> _SOURCE EXTRACT_
---*---

# Win 7 to Win 10 - Backup or save files



## TennHalfBack (Jul 11, 2015)

Guess I have to update our other computer to Win 10 - Linux is intriguing, but not for us right now.

1) To safeguard our files should I do a backup to a flash drive or just save the files to a flash drive? Or both?

2) I assume the Office programs we have on the computer will still work. Correct?

3)MS wants $139 for a license - we have a slow/unreliable Internet connection - would a actual disc be better than a download?

4) What's the downside to downloading without a license key?

5) Are there any "discount discs" that will work OK?

Thanks, Bob


----------



## Nevada (Sep 9, 2004)

TennHalfBack said:


> 4) What's the downside to downloading without a license key?


Mostly cosmetic. You won't be able to customize the appearance.



TennHalfBack said:


> 5) Are there any "discount discs" that will work OK?


You can download the install media directly from Microsoft for free. Go to this link and click the "Download tool now" button.

---*---

[Referring expression pointing data]
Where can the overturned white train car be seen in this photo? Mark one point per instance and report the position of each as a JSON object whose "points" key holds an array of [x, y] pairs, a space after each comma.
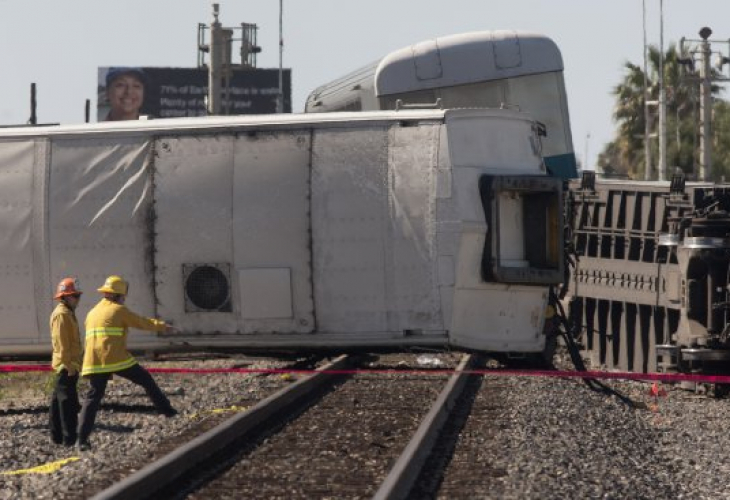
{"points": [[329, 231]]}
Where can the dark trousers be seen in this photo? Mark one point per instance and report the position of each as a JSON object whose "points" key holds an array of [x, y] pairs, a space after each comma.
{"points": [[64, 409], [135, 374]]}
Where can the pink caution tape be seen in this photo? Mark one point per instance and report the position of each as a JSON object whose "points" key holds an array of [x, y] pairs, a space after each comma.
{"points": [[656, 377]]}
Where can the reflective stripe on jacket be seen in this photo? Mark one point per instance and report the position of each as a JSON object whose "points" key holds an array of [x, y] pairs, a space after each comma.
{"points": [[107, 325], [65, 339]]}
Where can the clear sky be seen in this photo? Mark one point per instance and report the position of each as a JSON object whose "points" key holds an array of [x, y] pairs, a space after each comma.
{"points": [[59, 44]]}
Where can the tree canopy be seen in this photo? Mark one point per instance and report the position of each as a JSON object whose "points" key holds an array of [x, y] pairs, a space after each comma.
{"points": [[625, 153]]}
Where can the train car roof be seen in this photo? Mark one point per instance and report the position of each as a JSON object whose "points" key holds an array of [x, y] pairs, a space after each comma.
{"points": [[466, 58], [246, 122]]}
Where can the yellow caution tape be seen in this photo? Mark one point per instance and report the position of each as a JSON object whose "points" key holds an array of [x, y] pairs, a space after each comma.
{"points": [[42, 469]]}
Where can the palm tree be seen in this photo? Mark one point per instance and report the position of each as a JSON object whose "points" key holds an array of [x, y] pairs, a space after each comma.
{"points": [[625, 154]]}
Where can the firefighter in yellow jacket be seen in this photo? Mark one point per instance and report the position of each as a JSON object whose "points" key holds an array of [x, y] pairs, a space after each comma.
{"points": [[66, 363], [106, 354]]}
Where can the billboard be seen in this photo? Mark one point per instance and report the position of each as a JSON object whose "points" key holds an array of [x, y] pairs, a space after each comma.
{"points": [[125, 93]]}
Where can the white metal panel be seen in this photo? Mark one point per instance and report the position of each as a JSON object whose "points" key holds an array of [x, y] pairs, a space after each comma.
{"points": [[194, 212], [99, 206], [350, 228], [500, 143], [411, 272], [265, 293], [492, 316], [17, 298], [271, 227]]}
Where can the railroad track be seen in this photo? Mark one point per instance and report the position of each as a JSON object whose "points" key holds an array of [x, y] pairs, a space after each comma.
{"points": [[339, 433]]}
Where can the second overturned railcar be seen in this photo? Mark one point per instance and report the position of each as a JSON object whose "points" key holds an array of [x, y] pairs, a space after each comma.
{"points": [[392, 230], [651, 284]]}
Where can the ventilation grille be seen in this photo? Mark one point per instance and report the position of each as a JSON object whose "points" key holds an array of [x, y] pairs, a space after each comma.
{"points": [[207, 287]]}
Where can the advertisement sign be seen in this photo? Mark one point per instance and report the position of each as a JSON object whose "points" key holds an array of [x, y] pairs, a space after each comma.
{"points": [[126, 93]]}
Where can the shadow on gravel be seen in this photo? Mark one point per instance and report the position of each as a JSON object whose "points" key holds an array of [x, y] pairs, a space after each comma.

---*---

> _TASK BRIEF_
Continue the forum thread about moving from Windows 7 to Windows 10 from the last reply shown above.

> _ANSWER TO THIS EXERCISE_
https://www.microsoft.com/en-us/software-download/windows10

During the install it will ask for a product key. Click the link in the bottom right where it says "I don't have a product key." After doing that the install routine will continue normally.


----------



## Bearfootfarm (Jul 13, 2006)

TennHalfBack said:


> we have a slow/unreliable Internet connection - would a actual disc be better than a download?


I think a disc is always better since you will be able to use it again if you have problems later.


----------



## TennHalfBack (Jul 11, 2015)

Thanks for replies.

Bob


----------



## HermitJohn (May 10, 2002)

You can download an iso file on MS website and burn it to a bootable dvd or use 3rd party program called Rufus to make bootable thumb drive with it. However its easiest if you do this from a linux computer. If you try with windows computer the MS website detects that and wants to first have you install its proprietary software to create a bootable thumbdrive automagically. Wont give you option to burn to dvd.

Or you can just buy a version of win10 on dvd or usb for less than $10 on ebay. It will just be copy of version downloaded from MS website. Make sure its the latest version. Like the download it will not have an activation key. Though you can buy a cheap key if you really want to.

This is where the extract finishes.